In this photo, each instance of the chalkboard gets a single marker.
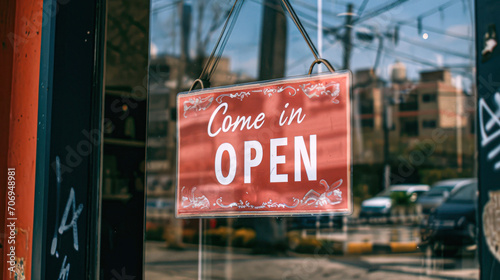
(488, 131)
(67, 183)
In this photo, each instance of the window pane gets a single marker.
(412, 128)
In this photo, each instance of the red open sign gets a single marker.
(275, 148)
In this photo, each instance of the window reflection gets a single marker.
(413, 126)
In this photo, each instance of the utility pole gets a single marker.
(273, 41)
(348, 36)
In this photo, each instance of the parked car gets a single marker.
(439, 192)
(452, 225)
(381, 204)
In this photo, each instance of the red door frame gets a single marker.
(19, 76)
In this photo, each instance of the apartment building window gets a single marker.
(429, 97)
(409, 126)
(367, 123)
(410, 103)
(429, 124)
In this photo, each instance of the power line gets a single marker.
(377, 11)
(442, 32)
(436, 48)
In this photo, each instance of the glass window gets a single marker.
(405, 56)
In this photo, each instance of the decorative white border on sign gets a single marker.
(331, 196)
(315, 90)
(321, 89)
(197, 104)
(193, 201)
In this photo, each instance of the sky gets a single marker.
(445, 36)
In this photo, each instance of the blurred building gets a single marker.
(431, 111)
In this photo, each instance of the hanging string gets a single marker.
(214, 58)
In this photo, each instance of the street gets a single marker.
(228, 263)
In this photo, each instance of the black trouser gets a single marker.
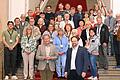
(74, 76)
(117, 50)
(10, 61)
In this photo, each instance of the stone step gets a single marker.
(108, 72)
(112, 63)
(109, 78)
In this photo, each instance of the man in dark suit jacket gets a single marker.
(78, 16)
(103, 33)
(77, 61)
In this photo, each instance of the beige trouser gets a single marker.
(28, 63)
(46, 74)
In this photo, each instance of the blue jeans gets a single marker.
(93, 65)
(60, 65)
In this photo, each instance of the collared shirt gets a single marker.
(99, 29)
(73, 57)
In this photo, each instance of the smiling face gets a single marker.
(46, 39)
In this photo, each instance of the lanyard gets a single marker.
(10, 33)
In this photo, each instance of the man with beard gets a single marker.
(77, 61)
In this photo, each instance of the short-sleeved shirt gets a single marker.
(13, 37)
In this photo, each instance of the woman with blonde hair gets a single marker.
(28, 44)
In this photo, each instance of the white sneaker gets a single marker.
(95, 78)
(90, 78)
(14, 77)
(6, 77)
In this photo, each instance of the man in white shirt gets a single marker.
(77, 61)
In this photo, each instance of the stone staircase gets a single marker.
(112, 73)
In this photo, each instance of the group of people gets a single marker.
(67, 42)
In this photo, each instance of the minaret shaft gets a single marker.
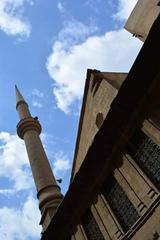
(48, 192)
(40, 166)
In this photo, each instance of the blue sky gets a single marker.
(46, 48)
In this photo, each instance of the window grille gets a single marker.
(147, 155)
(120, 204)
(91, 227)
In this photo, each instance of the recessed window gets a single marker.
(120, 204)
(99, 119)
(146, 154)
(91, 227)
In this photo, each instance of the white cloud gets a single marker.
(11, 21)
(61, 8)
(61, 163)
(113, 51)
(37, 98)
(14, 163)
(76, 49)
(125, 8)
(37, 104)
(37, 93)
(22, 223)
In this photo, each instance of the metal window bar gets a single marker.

> _What this task involves_: Copy the whole listing above word for word but do not carry over the pictures.

> _Expected answer_:
In this photo, each instance of the chalkboard gets a single marker.
(488, 131)
(67, 183)
In this photo, each instance of the window pane gets a single marker.
(412, 128)
In this photo, each instance of the red open sign gets a single marker.
(275, 148)
In this photo, each instance of the window reflection gets a single marker.
(413, 126)
In this photo, each instance of the utility pole gets a single marker.
(273, 41)
(348, 36)
In this photo, each instance of the parked car gets a single marker.
(439, 192)
(452, 225)
(381, 204)
In this photo, each instance of the red door frame gets a single marker.
(19, 76)
In this photo, each instance of the apartment building window gets a single marker.
(429, 97)
(409, 126)
(367, 123)
(410, 103)
(429, 124)
In this photo, each instance of the power line gets a single marker.
(377, 11)
(442, 32)
(436, 48)
In this photo, each instance of the glass window gets a single marker.
(405, 56)
In this photo, each instance of the decorative white border on sign gets a single marker.
(331, 196)
(315, 90)
(321, 89)
(197, 104)
(193, 201)
In this photo, each instance of the sky gets a single marker.
(445, 36)
In this photo, each instance of the blurred building gets a single marker.
(431, 111)
In this photo, each instance of the hanging string gets a single marker.
(214, 58)
In this photo, each instance of the street gets a single marker.
(228, 263)
In this photo, each instance of the black trouser gets a single marker.
(74, 76)
(117, 50)
(10, 61)
In this photo, each instance of the stone step gets a single marker.
(108, 72)
(112, 63)
(109, 78)
In this photo, each instance of the man in dark suit jacket gets a single marker.
(78, 16)
(103, 33)
(77, 61)
In this photo, each instance of the beige trouser gets a single marker.
(28, 63)
(46, 74)
In this photo, each instance of the blue jeans gets a single marker.
(93, 65)
(60, 65)
In this photo, each instance of the collared shirt gets a single marker.
(99, 29)
(73, 57)
In this photo, each instance of the smiling face gets a single marker.
(46, 39)
In this photo, each instance of the lanyard gets a single marker.
(10, 33)
In this photo, each instance of the man with beard gets a single marker.
(77, 61)
In this photo, each instance of the short-sleeved shirt gets a single marker.
(13, 37)
In this photo, each instance of the woman with blonde hair gets a single marker.
(28, 44)
In this photo, each instance of the white sneaker gets a single marker.
(95, 78)
(90, 78)
(14, 77)
(6, 77)
In this photo, each instance of the man in white shirt gets a single marker.
(77, 61)
In this photo, each instance of the stone staircase gets a single marker.
(112, 73)
In this photo, each instance of the group of people gets a single marker.
(67, 42)
In this photo, each instance of the minaret shaft gets a single marker.
(48, 192)
(40, 166)
In this photo, each instance of the blue sky gets a single marker.
(46, 48)
In this photo, each instance of the window grille gets a single marker.
(147, 155)
(120, 204)
(91, 227)
In this photo, each instance of the recessed window gets a single marker.
(120, 204)
(99, 119)
(146, 154)
(91, 227)
In this photo, each instance of the white cloud gets a single marker.
(11, 21)
(61, 8)
(61, 163)
(113, 51)
(37, 98)
(14, 163)
(76, 49)
(125, 8)
(37, 104)
(37, 93)
(22, 223)
In this photo, each instance of the metal window bar gets a single marker.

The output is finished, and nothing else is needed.